» **Parts of the exercise**
**a)** Decide whether each statement agrees with the account of the Henry V performance in Tbilisi, answering yes or no and quoting the words that settle it: (i) the hall had no air conditioning; (ii) the play ran for five nights; (iii) the cast numbered about twenty.
**b)** Pick up the account of the Henry V performance in Tbilisi after its last sentence and carry it forward.

» **Provided passage**

★ ★ ★ ★ ★

*with apologies to "Reading Lolita in Teheran"
We found there was a group from the OUDS (Oxford University Dramatic Society**) was visiting Tbilisi, playing Henry V for 3 nights so a party was organised.
The place was packed, not a mobile rang (very unusual), nearly everyone came back after the interval. Full marks to the audience because conditions were not good. There was no airconditioning so it was like a Turkish bath inside. The acoustics were awful, the hall being rectangular (ie shaped for music not speech), and there seemed to be no programme. That made it really difficult to hear many of the actors, and unless you know a play really well, it helps to hear the words.
The Georgian audience had subtitles overhead (too far overhead to watch the stage and read) but there was a translation voiceover on earphones, which occasionally hissed and crackled so loud we could hear it too.
I realised I had never seen the Branagh film, or even seen the play, so I mugged up on the plot on the internet 5 minutes before I left. That didn't help much, as it was rather a cut down play, with a cast of about 10, alternately playing English and French, which must have dictated a few limitations.

★ ★ ★ ★ ★

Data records
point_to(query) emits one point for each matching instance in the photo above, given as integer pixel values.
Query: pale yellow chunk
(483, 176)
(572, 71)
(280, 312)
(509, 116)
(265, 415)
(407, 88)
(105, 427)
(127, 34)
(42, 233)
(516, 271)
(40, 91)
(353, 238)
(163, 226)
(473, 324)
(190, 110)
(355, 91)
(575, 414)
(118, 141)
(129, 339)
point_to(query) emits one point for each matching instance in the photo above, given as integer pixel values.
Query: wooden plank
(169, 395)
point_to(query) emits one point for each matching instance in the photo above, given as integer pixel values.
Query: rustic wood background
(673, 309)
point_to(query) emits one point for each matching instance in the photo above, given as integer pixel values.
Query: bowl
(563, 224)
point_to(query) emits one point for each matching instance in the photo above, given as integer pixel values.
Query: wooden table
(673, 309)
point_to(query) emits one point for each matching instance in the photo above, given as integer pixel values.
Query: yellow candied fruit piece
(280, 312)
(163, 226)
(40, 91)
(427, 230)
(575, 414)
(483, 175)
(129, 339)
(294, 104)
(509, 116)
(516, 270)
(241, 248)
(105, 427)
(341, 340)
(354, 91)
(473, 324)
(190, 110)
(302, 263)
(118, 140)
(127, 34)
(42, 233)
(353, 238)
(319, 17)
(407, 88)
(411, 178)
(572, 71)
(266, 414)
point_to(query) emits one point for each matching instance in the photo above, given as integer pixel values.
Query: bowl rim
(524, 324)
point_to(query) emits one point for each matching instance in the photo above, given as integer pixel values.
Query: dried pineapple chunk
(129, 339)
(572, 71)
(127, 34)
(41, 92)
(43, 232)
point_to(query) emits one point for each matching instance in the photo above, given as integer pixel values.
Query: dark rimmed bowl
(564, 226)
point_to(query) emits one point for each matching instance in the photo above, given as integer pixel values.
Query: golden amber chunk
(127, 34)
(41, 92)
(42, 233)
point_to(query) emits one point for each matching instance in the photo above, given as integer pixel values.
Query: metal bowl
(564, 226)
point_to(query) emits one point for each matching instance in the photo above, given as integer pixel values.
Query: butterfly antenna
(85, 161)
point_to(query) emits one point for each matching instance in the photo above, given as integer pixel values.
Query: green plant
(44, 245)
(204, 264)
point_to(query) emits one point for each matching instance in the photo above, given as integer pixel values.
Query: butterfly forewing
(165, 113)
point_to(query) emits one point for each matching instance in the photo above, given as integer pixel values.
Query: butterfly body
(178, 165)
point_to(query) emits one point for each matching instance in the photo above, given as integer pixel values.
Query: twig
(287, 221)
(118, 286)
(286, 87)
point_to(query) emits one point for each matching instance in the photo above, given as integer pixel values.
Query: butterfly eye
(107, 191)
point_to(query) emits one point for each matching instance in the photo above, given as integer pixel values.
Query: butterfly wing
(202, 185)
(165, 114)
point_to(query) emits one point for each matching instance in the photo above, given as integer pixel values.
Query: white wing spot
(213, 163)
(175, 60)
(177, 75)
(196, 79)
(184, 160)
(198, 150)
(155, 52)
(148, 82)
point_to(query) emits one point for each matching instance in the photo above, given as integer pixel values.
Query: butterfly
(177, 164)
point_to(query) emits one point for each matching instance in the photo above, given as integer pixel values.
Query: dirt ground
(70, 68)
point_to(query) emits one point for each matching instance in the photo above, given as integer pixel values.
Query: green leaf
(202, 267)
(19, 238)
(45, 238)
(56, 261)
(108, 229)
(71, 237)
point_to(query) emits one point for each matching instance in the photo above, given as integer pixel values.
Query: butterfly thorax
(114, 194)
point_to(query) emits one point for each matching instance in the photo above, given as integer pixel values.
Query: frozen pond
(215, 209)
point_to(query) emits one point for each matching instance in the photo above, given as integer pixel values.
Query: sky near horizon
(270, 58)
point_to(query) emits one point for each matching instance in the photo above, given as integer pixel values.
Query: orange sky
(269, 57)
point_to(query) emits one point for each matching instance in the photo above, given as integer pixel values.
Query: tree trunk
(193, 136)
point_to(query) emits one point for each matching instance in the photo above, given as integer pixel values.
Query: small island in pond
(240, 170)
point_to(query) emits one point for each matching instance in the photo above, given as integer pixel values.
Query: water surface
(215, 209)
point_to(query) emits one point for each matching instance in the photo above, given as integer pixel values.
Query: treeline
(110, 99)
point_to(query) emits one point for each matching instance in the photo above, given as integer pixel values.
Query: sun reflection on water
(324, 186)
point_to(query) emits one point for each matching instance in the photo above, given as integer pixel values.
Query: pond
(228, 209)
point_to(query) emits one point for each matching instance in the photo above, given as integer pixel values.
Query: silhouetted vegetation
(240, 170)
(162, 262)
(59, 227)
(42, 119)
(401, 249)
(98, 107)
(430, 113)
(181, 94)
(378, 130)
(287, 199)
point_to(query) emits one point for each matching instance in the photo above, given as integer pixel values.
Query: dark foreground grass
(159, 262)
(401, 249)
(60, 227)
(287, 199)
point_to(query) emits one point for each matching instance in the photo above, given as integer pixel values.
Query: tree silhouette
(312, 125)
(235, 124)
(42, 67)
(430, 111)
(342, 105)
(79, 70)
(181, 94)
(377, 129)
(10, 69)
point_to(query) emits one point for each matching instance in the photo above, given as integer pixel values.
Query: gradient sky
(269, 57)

★ ★ ★ ★ ★

» **Task-by-task answers**
**a)**
(i) Yes: "There was no airconditioning so it was like a Turkish bath inside."
(ii) No: "playing Henry V for 3 nights"
(iii) No: "with a cast of about 10"

**b)**
Still we all cheered (inwardly) when we heard
Once more into the breach, dear friends, once more...
Cry "God for Harry! England and St George!"
Though perhaps it was a different St George for the audience, since St George is also the patron saint of Georgia and England and Georgia share the flag of red cross on white background.
By then it was clear that this was a play about war, about battles lost and won. A clever choice to bring to Tbilisi. But no parallels between Prince Hal and Saakashvili.
I was struck by the line
"no King of England was not King of France",
which carries no force today but at the time must have been a rousing cry in itself.
We all remarked that Putin should have been in the audience when King Harry gives no sympathy for Bardolph (an old friend) who is about to be executed for pillage, and explains how to treat the citizens of France:
We would have all such offenders so cut off: and we give express charge that in our marches through the country there be nothing compelled from the villages, nothing taken but paid for, none of the French upbraided or abused in disdainful language; for when lenity and cruelty play for a kingdom, the gentler gamester is the soonest winner.
But the end of the play showed the futility of war. Henry dies and his young wife is left with a baby. All lands in France are lost.
A lesson for both Putin and Saakashvili.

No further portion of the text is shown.